**The problem**
Your reply should hold the line containing "the gray carpet" and every later line of the records, reproduced exactly, and no other lines.

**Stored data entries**
:::::

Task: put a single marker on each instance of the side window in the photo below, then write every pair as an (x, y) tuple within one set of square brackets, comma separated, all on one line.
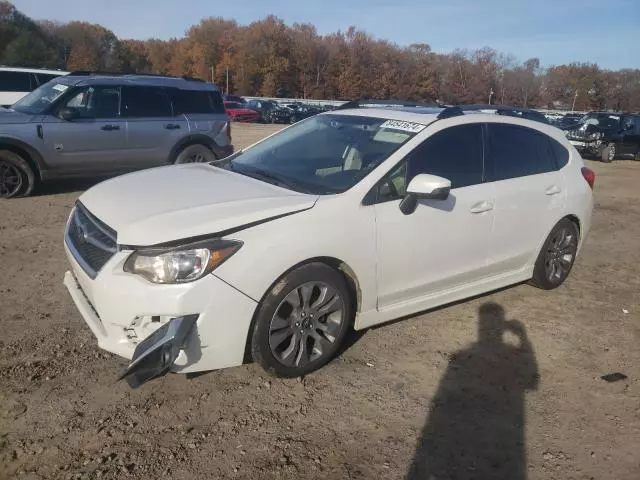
[(454, 153), (560, 153), (394, 185), (96, 102), (16, 82), (146, 102), (514, 151), (197, 101), (45, 77)]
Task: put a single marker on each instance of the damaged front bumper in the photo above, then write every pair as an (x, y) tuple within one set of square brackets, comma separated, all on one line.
[(154, 356)]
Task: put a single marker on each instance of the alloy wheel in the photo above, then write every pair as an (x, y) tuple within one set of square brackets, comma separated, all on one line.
[(560, 255), (10, 180), (306, 324)]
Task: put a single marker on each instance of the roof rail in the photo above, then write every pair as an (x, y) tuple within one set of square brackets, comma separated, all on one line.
[(87, 73), (364, 102), (450, 111), (447, 110)]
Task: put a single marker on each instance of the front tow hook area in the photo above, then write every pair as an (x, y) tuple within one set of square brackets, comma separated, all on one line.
[(154, 356)]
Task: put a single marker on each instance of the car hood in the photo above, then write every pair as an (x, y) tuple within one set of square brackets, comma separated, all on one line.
[(8, 116), (178, 202)]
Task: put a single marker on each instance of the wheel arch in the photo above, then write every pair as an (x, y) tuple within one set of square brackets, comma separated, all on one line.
[(28, 153), (335, 263), (192, 139)]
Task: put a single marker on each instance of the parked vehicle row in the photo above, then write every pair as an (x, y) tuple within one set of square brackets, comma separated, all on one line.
[(85, 124), (606, 135)]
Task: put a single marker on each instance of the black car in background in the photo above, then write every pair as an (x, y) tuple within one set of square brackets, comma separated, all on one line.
[(568, 120), (300, 111), (234, 98), (270, 111), (606, 135)]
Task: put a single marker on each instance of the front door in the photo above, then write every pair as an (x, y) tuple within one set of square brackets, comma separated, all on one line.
[(443, 243), (94, 140)]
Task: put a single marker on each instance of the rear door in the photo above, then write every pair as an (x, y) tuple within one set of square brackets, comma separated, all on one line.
[(94, 142), (528, 190), (152, 127), (205, 112)]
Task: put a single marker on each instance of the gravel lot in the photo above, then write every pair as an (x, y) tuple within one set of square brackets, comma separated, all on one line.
[(423, 390)]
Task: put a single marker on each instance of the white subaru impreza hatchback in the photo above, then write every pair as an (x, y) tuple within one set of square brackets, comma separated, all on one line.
[(342, 221)]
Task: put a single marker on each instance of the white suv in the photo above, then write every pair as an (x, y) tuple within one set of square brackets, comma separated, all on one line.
[(345, 220)]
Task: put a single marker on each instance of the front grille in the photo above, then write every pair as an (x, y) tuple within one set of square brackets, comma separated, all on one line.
[(91, 242)]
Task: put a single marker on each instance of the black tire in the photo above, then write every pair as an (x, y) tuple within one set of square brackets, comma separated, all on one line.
[(279, 342), (557, 256), (608, 153), (17, 178), (194, 153)]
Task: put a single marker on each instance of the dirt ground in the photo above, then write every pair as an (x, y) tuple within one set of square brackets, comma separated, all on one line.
[(502, 386)]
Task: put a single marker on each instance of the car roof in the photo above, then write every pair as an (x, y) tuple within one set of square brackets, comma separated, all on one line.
[(426, 116), (406, 114), (33, 70), (133, 79)]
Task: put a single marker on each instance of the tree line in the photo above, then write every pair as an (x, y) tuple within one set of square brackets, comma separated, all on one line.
[(270, 58)]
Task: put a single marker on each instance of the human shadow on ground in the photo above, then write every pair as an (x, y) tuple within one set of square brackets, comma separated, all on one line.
[(476, 420)]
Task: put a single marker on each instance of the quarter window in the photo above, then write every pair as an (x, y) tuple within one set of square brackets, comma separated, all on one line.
[(96, 102), (454, 153), (560, 153), (146, 102), (514, 151), (197, 101)]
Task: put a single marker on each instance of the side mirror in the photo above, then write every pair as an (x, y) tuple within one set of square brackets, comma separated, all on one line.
[(67, 114), (424, 186)]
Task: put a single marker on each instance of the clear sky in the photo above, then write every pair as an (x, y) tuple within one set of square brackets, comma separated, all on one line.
[(557, 31)]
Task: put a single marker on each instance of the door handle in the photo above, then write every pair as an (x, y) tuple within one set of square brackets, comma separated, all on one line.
[(481, 207)]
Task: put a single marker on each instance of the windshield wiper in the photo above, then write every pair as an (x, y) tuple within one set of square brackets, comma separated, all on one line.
[(269, 177)]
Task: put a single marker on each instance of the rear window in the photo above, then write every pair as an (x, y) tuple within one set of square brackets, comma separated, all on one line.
[(16, 82), (514, 151), (45, 77), (197, 101)]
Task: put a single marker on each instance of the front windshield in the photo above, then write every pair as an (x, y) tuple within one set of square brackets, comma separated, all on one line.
[(41, 98), (601, 120), (324, 154)]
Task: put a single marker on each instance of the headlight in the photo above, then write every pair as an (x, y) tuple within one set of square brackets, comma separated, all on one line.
[(181, 264)]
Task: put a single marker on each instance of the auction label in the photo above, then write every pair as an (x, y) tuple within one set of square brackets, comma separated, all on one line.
[(404, 126)]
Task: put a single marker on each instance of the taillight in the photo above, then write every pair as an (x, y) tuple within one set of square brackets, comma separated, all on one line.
[(589, 175)]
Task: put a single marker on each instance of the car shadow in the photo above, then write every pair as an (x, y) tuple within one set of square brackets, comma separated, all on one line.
[(476, 420), (55, 187)]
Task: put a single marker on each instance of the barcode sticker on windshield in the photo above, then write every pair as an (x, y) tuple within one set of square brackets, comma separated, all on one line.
[(404, 126)]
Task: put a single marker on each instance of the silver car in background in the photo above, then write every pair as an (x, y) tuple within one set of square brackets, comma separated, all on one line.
[(94, 124)]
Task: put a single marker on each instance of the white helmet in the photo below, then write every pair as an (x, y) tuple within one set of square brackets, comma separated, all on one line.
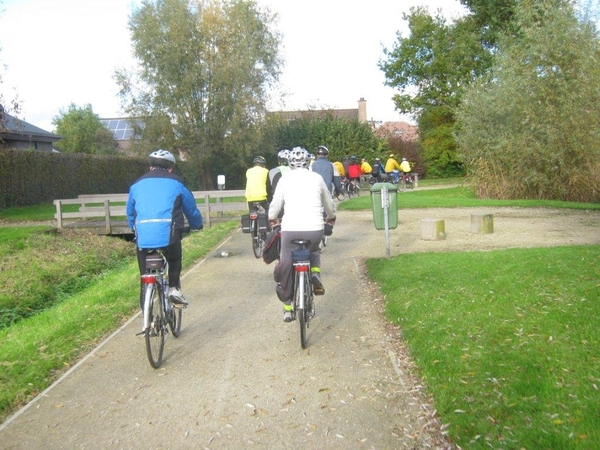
[(161, 158), (298, 158), (283, 155)]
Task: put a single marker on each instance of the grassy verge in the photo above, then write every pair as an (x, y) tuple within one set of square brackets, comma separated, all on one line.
[(36, 350), (506, 341), (458, 197)]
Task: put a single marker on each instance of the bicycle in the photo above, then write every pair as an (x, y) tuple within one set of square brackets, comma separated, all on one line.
[(258, 228), (159, 315), (408, 181), (339, 195), (353, 188), (303, 306)]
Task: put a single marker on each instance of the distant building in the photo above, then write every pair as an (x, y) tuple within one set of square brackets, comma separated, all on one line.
[(359, 113), (124, 130), (403, 130), (19, 135)]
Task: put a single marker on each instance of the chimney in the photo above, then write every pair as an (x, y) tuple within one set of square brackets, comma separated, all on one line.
[(362, 110)]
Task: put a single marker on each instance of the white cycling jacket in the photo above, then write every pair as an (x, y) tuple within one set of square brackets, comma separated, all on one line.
[(303, 195)]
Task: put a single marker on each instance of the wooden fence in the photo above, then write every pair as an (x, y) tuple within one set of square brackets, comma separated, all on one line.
[(105, 213)]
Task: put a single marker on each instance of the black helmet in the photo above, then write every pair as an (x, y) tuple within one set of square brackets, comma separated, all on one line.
[(322, 150), (161, 158), (260, 161)]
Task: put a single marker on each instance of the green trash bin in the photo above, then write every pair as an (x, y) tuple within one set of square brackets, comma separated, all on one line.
[(378, 207)]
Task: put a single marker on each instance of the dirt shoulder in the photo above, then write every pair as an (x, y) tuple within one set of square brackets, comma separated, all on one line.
[(237, 377)]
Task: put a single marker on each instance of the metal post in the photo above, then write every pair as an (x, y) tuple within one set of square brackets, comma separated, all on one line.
[(385, 205)]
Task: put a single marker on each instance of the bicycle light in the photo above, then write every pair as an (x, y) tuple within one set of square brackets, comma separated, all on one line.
[(148, 279), (301, 267)]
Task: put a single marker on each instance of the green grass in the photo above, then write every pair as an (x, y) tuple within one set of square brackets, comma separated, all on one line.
[(507, 342), (36, 350), (458, 197)]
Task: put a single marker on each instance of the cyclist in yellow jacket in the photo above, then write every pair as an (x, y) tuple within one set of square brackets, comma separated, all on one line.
[(365, 167), (391, 164), (257, 184), (405, 166)]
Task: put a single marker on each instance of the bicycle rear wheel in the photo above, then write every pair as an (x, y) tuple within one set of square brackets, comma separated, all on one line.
[(155, 333), (302, 305)]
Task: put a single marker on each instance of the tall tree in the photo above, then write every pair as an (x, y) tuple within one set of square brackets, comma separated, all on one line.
[(430, 68), (205, 67), (531, 130), (83, 132)]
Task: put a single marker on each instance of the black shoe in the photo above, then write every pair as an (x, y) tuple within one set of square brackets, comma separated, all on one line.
[(176, 297)]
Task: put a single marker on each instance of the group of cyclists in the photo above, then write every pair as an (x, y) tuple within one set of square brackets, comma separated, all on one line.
[(297, 196)]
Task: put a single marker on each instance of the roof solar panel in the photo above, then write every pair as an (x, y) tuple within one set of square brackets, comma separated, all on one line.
[(122, 129)]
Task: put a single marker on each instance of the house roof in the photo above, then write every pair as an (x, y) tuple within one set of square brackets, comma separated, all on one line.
[(349, 114), (402, 130), (15, 129)]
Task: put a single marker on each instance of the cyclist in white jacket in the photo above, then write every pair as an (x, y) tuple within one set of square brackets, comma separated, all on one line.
[(304, 195)]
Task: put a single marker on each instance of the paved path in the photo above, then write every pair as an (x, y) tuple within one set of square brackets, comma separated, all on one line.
[(237, 377)]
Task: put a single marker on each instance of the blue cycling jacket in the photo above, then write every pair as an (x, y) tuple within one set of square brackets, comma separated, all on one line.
[(156, 206)]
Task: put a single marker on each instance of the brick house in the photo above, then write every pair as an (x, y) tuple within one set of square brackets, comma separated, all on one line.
[(17, 134)]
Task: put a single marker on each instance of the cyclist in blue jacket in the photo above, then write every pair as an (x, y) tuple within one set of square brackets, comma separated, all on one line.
[(156, 207)]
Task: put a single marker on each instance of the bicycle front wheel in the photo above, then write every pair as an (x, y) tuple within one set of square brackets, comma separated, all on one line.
[(154, 332)]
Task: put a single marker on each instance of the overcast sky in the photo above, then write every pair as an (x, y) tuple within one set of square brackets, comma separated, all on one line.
[(58, 52)]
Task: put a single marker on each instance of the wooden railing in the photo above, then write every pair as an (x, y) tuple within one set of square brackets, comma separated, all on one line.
[(105, 213)]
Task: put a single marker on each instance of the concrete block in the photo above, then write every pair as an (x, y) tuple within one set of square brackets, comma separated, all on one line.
[(482, 223), (433, 229)]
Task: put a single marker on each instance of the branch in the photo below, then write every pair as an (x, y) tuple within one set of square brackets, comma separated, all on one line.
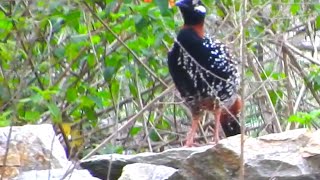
[(131, 120)]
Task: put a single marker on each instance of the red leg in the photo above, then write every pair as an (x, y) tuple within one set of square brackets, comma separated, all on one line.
[(217, 115), (192, 131)]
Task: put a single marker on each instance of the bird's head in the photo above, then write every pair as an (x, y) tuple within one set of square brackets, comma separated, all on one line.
[(193, 11)]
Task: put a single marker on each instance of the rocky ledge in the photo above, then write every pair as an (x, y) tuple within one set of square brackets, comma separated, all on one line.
[(284, 156)]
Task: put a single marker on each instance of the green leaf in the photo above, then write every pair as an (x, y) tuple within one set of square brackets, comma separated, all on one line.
[(164, 125), (318, 22), (275, 95), (163, 6), (32, 116), (72, 19), (90, 113), (55, 112), (154, 136), (135, 130), (5, 118), (108, 73), (71, 94), (140, 23), (295, 7)]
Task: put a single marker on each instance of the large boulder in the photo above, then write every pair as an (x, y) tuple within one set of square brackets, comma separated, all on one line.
[(34, 152), (56, 174), (144, 171), (289, 155)]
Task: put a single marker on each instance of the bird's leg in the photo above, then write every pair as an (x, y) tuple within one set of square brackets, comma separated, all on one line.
[(193, 130), (217, 115)]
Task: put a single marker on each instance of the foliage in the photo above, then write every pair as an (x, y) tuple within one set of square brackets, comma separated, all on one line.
[(305, 118)]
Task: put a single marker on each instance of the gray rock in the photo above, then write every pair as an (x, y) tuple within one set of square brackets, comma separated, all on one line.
[(141, 171), (290, 155), (55, 174), (98, 165), (31, 147)]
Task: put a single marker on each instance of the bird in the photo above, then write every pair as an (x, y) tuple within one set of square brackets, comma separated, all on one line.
[(205, 73)]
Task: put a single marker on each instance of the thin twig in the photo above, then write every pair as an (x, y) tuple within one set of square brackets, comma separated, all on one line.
[(129, 122)]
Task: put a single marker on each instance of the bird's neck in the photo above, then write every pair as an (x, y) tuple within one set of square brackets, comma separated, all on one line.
[(198, 28)]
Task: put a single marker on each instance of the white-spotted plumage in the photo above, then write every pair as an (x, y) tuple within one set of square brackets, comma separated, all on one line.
[(211, 71)]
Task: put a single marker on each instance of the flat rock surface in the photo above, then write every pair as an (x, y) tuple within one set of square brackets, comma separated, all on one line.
[(289, 155)]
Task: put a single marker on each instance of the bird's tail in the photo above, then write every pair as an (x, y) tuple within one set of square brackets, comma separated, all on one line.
[(230, 119)]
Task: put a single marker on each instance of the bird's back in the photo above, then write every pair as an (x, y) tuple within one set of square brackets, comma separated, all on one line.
[(202, 68)]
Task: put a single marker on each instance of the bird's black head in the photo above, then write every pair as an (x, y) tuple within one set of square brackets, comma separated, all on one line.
[(193, 11)]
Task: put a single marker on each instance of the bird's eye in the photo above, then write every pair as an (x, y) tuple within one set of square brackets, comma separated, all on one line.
[(200, 9)]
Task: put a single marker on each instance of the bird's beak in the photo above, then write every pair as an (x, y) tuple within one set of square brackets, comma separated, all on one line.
[(181, 3)]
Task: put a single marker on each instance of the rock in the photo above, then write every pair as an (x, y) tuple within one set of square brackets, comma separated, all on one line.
[(31, 147), (287, 156), (55, 174), (143, 171), (174, 158)]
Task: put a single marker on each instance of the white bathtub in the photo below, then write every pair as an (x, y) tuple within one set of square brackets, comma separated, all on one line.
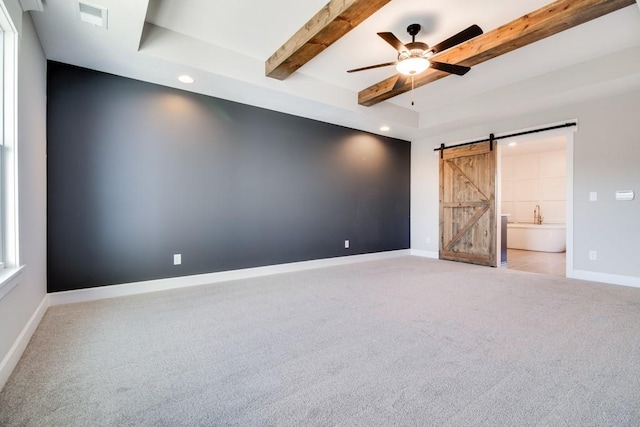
[(532, 237)]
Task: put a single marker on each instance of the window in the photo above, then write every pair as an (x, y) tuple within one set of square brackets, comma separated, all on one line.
[(9, 263)]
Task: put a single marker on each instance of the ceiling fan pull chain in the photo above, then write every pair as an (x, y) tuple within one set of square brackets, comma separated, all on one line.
[(411, 89)]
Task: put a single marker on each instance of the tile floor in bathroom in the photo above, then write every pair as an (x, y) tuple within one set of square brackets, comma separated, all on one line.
[(537, 262)]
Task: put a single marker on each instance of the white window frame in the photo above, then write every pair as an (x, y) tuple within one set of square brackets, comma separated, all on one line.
[(10, 269)]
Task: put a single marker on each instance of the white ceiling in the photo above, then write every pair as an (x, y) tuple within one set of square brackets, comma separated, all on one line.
[(224, 45)]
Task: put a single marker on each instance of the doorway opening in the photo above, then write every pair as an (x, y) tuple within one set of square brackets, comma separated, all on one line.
[(535, 187)]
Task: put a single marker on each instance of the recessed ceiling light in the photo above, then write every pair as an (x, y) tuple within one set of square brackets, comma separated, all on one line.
[(186, 79)]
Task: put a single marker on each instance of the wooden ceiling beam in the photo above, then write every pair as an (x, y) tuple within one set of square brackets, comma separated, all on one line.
[(333, 21), (544, 22)]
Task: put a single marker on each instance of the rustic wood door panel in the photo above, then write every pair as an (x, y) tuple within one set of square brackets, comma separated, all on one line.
[(468, 205)]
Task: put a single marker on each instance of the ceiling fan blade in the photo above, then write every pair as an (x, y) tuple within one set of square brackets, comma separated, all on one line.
[(393, 41), (462, 36), (460, 70), (386, 64)]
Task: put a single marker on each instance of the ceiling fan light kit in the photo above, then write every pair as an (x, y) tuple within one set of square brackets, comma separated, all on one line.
[(413, 65), (415, 57)]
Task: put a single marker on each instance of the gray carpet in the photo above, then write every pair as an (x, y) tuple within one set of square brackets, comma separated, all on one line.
[(408, 341)]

:::::

**Output**
Task: put a single marker on each instance of the gray carpet in the photo above, then write every pair as an (x, y) tuple within one set of square brackets, comma separated, all on one line.
[(408, 341)]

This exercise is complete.